* **What to work on**
In the records below, locate the line containing "pin the blurred", then output that line and all later lines exactly, through the last one.

* **Stored data**

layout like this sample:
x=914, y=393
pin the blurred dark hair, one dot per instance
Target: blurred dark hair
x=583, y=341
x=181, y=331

* **Response**
pin the blurred dark hair, one dot per instance
Target: blurred dark hair
x=583, y=341
x=181, y=331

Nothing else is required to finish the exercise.